## begin

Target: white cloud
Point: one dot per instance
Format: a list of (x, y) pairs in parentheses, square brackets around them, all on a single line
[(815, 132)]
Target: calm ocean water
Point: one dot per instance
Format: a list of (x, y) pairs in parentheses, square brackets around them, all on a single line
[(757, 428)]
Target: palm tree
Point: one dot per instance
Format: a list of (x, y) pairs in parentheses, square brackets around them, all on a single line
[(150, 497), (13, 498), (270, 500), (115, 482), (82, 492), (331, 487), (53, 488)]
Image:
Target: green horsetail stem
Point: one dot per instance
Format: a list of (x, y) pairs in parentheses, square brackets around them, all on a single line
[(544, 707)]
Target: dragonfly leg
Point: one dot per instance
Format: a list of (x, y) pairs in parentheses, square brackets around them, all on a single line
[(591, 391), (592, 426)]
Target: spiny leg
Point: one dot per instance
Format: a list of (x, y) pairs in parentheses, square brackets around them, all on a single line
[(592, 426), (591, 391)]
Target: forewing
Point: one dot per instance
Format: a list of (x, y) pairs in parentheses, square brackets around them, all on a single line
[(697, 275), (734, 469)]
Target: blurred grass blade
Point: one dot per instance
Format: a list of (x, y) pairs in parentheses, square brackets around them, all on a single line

## end

Rewrite the records above, replacing each occurrence of "one dot per instance" with "a single dot for each instance" and leaving all other text unchanged.

> **Correct answer**
Target: white cloud
Point: a single dot for each instance
Format: a list of (x, y) pairs in parentheses, square brackets around them, all on a single line
[(815, 132)]
Target: calm ocean water
Point: a single dot for each instance
Format: a list of (x, y) pairs in parentheses, square brackets around them, all on a single line
[(757, 428)]
Target: palm tree
Point: a single dot for each instance
Format: a list of (x, y) pairs in parentheses, square brackets around them, all on a single line
[(150, 497), (13, 498), (270, 500), (115, 482), (82, 492), (331, 487), (53, 488)]
Image:
Target: green horsetail stem
Point: a single dot for each instance
Format: a list of (x, y) pairs in parentheses, square brackets around them, all on a single line
[(544, 707)]
Target: dragonfly leg
Point: a single dot for each instance
Format: a list of (x, y) pairs in parentheses, square brackets around them, all on a single line
[(591, 391), (592, 426)]
Target: spiny leg
Point: a single dot for each instance
Format: a list of (x, y) pairs in parentheses, square brackets around them, all on a single line
[(592, 426), (591, 391)]
Target: forewing
Point: a single dot for each instance
Format: a list of (x, y) pairs in parentheses, square brackets around them, all on a single line
[(697, 275), (734, 469)]
Target: blurred grass blade
Point: a single dot for each instance
Format: a list of (x, y) pairs in parentheses, square brackets around them, all on a single line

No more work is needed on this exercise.